**** Data provided
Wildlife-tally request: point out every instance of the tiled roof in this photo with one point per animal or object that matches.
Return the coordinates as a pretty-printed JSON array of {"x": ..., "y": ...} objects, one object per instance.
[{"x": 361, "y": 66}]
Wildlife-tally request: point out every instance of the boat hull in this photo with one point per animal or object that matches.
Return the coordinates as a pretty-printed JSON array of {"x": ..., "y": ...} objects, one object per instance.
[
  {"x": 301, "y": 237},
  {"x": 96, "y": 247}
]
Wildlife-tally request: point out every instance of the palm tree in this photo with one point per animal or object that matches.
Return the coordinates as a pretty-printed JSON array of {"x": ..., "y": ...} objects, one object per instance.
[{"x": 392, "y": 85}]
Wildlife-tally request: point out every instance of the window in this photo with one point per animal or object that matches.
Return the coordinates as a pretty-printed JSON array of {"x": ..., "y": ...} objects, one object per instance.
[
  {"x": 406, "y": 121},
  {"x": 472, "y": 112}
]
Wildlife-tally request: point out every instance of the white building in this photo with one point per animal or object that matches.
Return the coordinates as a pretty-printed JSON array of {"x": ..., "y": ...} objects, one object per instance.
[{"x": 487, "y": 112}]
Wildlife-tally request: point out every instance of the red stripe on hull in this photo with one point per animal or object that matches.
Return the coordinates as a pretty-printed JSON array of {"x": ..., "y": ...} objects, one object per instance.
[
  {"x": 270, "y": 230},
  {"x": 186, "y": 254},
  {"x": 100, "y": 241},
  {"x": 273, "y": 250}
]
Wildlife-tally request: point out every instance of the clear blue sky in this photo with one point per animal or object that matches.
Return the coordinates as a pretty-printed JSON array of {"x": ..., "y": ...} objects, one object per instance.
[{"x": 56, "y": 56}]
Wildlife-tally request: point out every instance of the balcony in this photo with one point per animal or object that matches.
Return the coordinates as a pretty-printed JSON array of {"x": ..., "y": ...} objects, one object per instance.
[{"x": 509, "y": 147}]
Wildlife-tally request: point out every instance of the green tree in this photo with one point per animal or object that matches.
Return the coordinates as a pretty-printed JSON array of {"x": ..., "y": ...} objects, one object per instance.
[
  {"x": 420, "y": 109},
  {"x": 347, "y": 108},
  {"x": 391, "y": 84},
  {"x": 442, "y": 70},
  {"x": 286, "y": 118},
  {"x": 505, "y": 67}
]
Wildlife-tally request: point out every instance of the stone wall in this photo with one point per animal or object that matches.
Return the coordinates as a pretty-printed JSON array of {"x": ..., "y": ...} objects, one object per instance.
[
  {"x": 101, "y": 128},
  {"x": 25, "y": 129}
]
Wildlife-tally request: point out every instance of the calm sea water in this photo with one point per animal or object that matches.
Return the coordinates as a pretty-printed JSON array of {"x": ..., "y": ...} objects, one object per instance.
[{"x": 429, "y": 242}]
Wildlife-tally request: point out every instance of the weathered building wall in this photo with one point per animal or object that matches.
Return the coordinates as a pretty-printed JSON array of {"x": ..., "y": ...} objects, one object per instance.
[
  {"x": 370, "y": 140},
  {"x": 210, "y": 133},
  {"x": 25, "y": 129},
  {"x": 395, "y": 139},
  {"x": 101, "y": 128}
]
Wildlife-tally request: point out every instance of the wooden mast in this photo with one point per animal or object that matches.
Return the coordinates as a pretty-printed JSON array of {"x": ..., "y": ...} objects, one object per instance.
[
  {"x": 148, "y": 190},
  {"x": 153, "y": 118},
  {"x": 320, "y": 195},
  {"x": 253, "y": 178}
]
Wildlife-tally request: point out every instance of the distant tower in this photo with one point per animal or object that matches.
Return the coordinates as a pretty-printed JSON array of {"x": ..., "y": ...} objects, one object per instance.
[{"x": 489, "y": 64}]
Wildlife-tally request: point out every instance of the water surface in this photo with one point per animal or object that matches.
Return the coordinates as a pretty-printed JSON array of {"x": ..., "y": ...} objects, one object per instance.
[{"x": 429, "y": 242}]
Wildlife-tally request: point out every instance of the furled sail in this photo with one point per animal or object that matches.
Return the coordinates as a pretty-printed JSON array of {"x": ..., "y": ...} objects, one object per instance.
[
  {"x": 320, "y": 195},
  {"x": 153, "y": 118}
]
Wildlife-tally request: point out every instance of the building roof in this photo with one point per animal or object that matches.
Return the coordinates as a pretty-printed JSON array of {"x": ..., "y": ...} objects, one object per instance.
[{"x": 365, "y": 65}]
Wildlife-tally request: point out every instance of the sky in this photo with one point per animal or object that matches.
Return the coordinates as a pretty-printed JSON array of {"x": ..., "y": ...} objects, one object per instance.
********
Exercise objective: Would you transcribe the entire listing above without any deviation?

Exercise answer:
Wildlife-tally request: point out every instance of the tiled roof in this photo with one point per animal or object that matches.
Return the coordinates as a pretty-printed JSON array of {"x": ..., "y": ...} objects, one object per instance.
[{"x": 361, "y": 66}]
Wildlife-tally request: point out every instance of the boat hull in this photo with one point per animal or object that matches.
Return the coordinates as a pretty-printed JSON array of {"x": ..., "y": ...} objects, one object per instance.
[
  {"x": 301, "y": 237},
  {"x": 96, "y": 247}
]
Wildlife-tally request: point out every instance of the palm tree in this photo with one point per animal or object that matches.
Return the coordinates as a pretty-printed JSON array of {"x": ..., "y": ...} objects, one object per instance.
[{"x": 392, "y": 85}]
Wildlife-tally request: point out every instance of the window in this photo with one point per animal or object that matches.
Return the coordinates as a pretty-printed JSON array of {"x": ..., "y": ...} objects, one object per instance.
[
  {"x": 406, "y": 121},
  {"x": 472, "y": 112}
]
Wildlife-tally request: point out every instance of the white building in this photo with one point per animal or object that matches.
Return the coordinates as a pretty-printed JSON array of {"x": ..., "y": ...} objects, one object per instance.
[{"x": 487, "y": 112}]
Wildlife-tally request: point out every instance of the red stripe on hull in this photo with one point per animal or object that matches.
Return the coordinates as a pretty-printed JSON array of {"x": ..., "y": ...} objects, one object per instance.
[
  {"x": 270, "y": 230},
  {"x": 186, "y": 254},
  {"x": 100, "y": 241},
  {"x": 273, "y": 250}
]
Wildlife-tally request: point out every instance of the clear blue sky in this photo with one point per animal or object that matches.
Return the coordinates as a pretty-printed JSON array of {"x": ..., "y": ...} objects, one object per instance.
[{"x": 56, "y": 56}]
Wildlife-tally request: point out every instance of the balcony in this photo with one point per animal or object that matches.
Return the coordinates as a pretty-printed JSON array of {"x": ..., "y": ...} objects, one object per instance.
[{"x": 509, "y": 147}]
Wildlife-tally request: point out every instance of the green tree in this photo with one point per animal or object that matches.
Return the coordinates as a pretty-printed JSON array of {"x": ..., "y": ...} objects, one object per instance.
[
  {"x": 420, "y": 109},
  {"x": 347, "y": 108},
  {"x": 391, "y": 84},
  {"x": 442, "y": 70},
  {"x": 286, "y": 118},
  {"x": 505, "y": 67}
]
Wildlife-tally request: point out every instance of the stone wall in this photo with one point per animal or object that matches.
Return the coordinates as a pretty-printed JSON array of {"x": ..., "y": ...} objects, one object per instance.
[
  {"x": 101, "y": 128},
  {"x": 25, "y": 129}
]
Wildlife-tally request: point out every instance of the calm sea water in this photo with one point per animal or object that matches.
Return the coordinates as a pretty-printed JSON array of {"x": ..., "y": ...} objects, one object per instance.
[{"x": 429, "y": 242}]
Wildlife-tally request: point out every instance of the weathered building wall in this photo with one point per animal or object that matches.
Return the coordinates as a pretty-printed JSON array of {"x": ..., "y": ...} objects, one object per instance.
[
  {"x": 370, "y": 140},
  {"x": 210, "y": 133},
  {"x": 25, "y": 129},
  {"x": 395, "y": 139},
  {"x": 101, "y": 128}
]
Wildlife-tally request: point out every instance of the wooden mast in this photo with one point per animal or object that matches.
Return the coordinates as a pretty-printed JSON array of {"x": ..., "y": ...} objects, one object per instance.
[
  {"x": 148, "y": 190},
  {"x": 153, "y": 118},
  {"x": 320, "y": 195},
  {"x": 253, "y": 178}
]
Wildlife-tally request: point out every instance of the distant tower in this photo with one point per animal or object that matches.
Return the coordinates as a pretty-printed JSON array of {"x": ..., "y": ...} objects, one object per instance.
[{"x": 489, "y": 64}]
Wildlife-tally request: point out every instance of the water surface in this photo with one point per animal or object that matches.
Return the coordinates as a pretty-printed JSON array of {"x": ..., "y": ...} objects, one object per instance.
[{"x": 429, "y": 242}]
Wildlife-tally request: point out every instance of the furled sail in this photo with one point per animal or object that matches.
Return the coordinates as a pretty-printed JSON array of {"x": ..., "y": ...} objects, one object per instance.
[
  {"x": 320, "y": 195},
  {"x": 153, "y": 118}
]
Wildlife-tally request: point out every instance of the building roof in this photo with one point per animal or object that matches.
Return the coordinates as a pretty-printed JSON array of {"x": ..., "y": ...} objects, one object per instance.
[{"x": 365, "y": 65}]
Wildlife-tally request: point out every instance of the sky in this photo with one point per animal or object that matches.
Return the coordinates as a pretty-printed JSON array of {"x": ..., "y": ...} objects, one object per instance.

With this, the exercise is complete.